● **Requirement**:
Everything from the opening line of the records below up to and including the line containing "Target: small windscreen" should be retyped exactly, minus the pictures.

● **The data**:
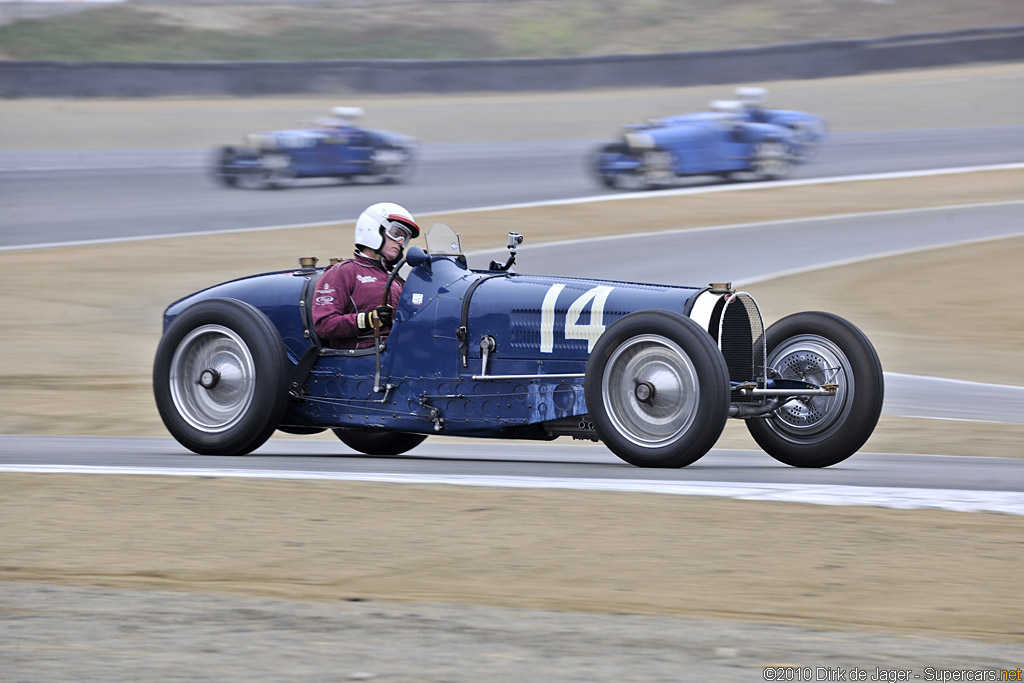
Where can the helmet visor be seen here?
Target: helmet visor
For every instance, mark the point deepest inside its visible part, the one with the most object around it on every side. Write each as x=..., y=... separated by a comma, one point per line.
x=398, y=231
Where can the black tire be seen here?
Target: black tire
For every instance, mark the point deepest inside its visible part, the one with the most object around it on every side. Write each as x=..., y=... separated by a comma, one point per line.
x=657, y=389
x=594, y=163
x=220, y=378
x=771, y=160
x=819, y=431
x=379, y=442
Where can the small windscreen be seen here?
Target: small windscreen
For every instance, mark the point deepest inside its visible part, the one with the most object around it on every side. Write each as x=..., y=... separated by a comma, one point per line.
x=442, y=240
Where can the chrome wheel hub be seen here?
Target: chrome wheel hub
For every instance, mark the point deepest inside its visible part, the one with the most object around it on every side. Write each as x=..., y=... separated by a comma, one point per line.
x=212, y=378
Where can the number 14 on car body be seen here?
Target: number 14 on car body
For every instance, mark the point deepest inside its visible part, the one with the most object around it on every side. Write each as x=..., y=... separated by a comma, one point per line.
x=590, y=332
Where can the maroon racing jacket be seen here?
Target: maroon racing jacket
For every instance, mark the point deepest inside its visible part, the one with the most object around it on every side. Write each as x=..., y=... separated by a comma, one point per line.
x=345, y=290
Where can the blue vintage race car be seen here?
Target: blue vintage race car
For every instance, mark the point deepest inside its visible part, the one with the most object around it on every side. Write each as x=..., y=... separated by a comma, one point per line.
x=336, y=147
x=652, y=371
x=736, y=137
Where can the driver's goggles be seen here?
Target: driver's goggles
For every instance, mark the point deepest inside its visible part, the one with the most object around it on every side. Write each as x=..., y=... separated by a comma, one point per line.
x=398, y=231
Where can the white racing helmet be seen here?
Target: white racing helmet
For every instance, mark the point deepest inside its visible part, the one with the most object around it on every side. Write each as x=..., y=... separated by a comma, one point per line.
x=376, y=219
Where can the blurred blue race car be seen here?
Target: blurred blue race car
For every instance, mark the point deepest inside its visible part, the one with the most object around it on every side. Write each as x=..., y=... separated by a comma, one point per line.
x=336, y=147
x=737, y=137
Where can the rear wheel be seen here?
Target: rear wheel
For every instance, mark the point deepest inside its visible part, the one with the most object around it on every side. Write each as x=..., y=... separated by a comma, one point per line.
x=771, y=160
x=818, y=431
x=657, y=389
x=379, y=442
x=219, y=378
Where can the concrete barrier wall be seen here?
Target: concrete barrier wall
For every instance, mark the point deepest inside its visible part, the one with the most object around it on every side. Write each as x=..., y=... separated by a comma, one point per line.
x=795, y=60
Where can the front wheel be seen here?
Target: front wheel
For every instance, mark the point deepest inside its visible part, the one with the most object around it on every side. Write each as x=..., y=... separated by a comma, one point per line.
x=379, y=442
x=818, y=431
x=657, y=389
x=219, y=378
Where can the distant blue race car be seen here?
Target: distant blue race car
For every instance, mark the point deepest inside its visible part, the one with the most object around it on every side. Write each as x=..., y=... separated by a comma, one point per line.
x=736, y=137
x=336, y=147
x=652, y=371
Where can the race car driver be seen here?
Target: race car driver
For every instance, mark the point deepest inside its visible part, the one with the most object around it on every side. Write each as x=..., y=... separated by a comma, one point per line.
x=347, y=304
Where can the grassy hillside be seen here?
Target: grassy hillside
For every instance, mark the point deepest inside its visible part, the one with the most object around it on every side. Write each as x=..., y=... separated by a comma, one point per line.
x=143, y=30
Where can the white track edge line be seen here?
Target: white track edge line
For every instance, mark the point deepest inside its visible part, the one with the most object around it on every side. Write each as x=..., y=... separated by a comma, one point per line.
x=888, y=497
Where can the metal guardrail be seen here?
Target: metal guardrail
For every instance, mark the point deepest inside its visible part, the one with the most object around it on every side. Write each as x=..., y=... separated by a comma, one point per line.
x=792, y=60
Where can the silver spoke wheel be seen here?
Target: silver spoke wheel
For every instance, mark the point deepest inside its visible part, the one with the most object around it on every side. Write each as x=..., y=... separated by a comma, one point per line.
x=212, y=378
x=817, y=360
x=650, y=390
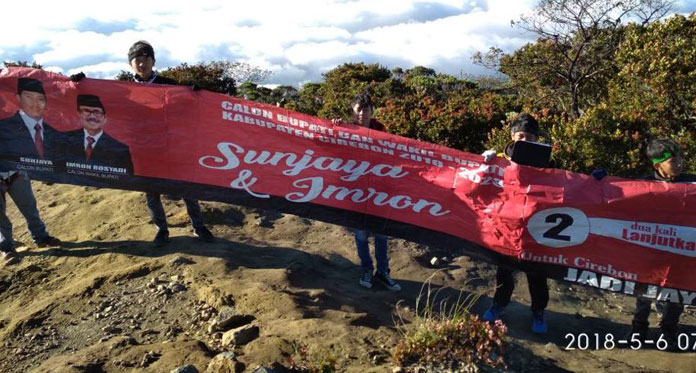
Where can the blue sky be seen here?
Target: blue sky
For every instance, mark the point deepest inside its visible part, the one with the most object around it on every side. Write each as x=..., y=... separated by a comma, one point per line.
x=296, y=40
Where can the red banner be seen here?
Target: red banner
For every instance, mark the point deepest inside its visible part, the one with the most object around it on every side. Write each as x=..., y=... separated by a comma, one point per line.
x=633, y=237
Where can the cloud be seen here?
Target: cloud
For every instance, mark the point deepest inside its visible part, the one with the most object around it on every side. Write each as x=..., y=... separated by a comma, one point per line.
x=106, y=28
x=298, y=41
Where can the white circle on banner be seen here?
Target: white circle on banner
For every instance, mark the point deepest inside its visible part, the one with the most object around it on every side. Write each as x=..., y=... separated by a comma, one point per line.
x=559, y=227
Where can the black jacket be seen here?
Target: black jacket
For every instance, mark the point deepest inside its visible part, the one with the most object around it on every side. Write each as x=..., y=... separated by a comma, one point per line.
x=108, y=151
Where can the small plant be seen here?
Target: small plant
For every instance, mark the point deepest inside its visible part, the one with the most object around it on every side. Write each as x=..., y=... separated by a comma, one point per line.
x=300, y=361
x=451, y=338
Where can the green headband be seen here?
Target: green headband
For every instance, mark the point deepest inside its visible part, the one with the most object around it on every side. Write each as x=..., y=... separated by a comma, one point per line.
x=665, y=156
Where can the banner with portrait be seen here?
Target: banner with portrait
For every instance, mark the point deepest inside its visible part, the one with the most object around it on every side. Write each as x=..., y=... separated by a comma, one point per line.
x=626, y=236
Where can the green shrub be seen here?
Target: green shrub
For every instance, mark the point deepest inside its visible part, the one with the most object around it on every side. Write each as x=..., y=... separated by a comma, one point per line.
x=452, y=338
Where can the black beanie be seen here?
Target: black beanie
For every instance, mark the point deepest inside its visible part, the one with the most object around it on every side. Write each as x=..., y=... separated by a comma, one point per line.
x=89, y=100
x=29, y=84
x=140, y=48
x=525, y=123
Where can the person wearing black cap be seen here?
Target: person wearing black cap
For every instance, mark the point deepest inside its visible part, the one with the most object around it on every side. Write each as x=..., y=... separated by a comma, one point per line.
x=141, y=57
x=91, y=144
x=523, y=128
x=25, y=135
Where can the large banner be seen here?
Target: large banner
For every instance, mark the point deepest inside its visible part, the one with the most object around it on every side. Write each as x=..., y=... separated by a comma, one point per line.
x=626, y=236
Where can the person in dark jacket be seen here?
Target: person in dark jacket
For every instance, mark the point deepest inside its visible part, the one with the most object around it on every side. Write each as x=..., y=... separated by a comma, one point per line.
x=667, y=163
x=25, y=134
x=91, y=144
x=523, y=128
x=141, y=57
x=362, y=110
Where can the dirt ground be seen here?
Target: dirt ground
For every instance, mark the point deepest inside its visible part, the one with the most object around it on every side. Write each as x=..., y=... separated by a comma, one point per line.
x=108, y=301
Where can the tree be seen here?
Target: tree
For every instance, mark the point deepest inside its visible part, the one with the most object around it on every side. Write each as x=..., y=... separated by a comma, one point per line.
x=216, y=76
x=212, y=76
x=33, y=65
x=572, y=59
x=342, y=83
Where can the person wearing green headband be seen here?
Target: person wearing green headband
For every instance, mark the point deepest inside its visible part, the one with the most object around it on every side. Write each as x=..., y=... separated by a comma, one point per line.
x=667, y=163
x=666, y=159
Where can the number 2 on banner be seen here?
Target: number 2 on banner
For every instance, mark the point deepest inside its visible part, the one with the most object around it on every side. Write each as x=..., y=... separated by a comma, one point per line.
x=559, y=227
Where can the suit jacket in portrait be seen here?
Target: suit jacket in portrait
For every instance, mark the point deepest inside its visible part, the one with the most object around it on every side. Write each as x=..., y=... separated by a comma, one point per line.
x=16, y=140
x=107, y=151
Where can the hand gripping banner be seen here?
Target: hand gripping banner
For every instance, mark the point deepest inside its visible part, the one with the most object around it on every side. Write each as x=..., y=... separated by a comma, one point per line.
x=625, y=236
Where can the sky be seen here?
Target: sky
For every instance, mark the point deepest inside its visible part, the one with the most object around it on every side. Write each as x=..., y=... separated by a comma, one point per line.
x=296, y=40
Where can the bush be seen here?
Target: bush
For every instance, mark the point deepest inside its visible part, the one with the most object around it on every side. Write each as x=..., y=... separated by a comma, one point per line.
x=301, y=362
x=454, y=339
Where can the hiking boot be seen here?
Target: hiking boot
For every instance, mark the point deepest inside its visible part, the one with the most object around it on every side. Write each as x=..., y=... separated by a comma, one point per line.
x=670, y=335
x=204, y=234
x=539, y=323
x=493, y=312
x=10, y=257
x=386, y=280
x=48, y=241
x=161, y=239
x=366, y=279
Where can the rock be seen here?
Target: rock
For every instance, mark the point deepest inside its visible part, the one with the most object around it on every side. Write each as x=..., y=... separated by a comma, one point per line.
x=263, y=369
x=434, y=261
x=240, y=336
x=180, y=260
x=185, y=369
x=223, y=363
x=227, y=318
x=149, y=358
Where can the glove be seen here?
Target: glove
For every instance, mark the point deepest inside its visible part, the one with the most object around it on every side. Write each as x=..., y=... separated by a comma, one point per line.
x=599, y=173
x=488, y=155
x=77, y=77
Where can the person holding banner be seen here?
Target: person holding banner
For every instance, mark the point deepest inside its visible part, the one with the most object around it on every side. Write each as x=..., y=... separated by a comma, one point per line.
x=90, y=143
x=523, y=128
x=141, y=58
x=665, y=157
x=363, y=108
x=24, y=134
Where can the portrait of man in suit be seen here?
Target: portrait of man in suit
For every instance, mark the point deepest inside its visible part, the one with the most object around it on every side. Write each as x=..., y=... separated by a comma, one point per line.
x=91, y=144
x=25, y=134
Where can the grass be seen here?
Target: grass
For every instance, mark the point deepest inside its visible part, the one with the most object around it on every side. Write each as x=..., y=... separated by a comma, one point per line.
x=448, y=336
x=301, y=362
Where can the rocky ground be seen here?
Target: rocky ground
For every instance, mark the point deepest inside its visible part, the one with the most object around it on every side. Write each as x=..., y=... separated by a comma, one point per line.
x=107, y=301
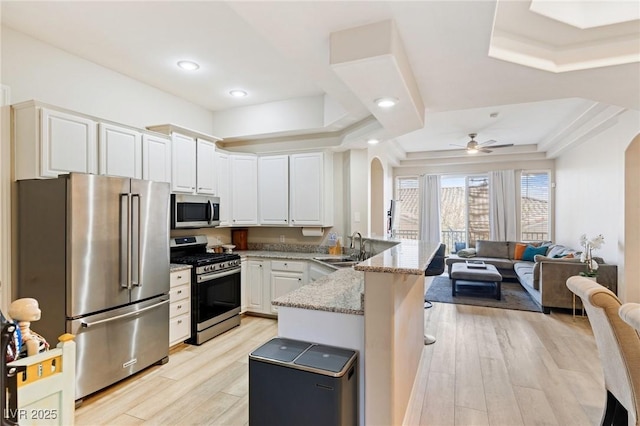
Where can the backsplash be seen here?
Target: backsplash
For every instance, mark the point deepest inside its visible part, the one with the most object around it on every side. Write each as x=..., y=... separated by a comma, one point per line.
x=293, y=248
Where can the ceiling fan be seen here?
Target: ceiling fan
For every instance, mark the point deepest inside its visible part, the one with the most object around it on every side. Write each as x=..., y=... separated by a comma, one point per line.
x=473, y=147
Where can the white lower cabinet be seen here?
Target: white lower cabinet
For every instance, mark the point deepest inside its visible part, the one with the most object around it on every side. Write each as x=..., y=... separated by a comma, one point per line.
x=286, y=276
x=256, y=289
x=180, y=307
x=270, y=279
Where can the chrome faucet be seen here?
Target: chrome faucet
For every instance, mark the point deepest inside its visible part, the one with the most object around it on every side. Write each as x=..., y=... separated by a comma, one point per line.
x=361, y=252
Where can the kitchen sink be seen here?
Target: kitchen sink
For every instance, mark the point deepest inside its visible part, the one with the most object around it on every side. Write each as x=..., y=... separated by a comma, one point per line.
x=338, y=262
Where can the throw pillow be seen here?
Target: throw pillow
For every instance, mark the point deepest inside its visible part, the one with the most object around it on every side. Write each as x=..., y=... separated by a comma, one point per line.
x=531, y=251
x=470, y=252
x=519, y=251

● **Answer to this task**:
Where can the helmet visor be seen here?
Target: helmet visor
For every instance, mark the point deepest inside its visible part, the one with the most object around it on every side. Write each as x=..., y=... separated by a comma, one point per line.
x=398, y=231
Where can the black tire be seen here?
Target: black tire
For every instance, mark the point deepest inside its visible part, the one with the most object around it on every side. Write each as x=..., y=... separated by a comma, one point per line.
x=657, y=389
x=594, y=163
x=220, y=378
x=771, y=160
x=819, y=431
x=379, y=442
Where can the small windscreen be seen here?
Target: small windscreen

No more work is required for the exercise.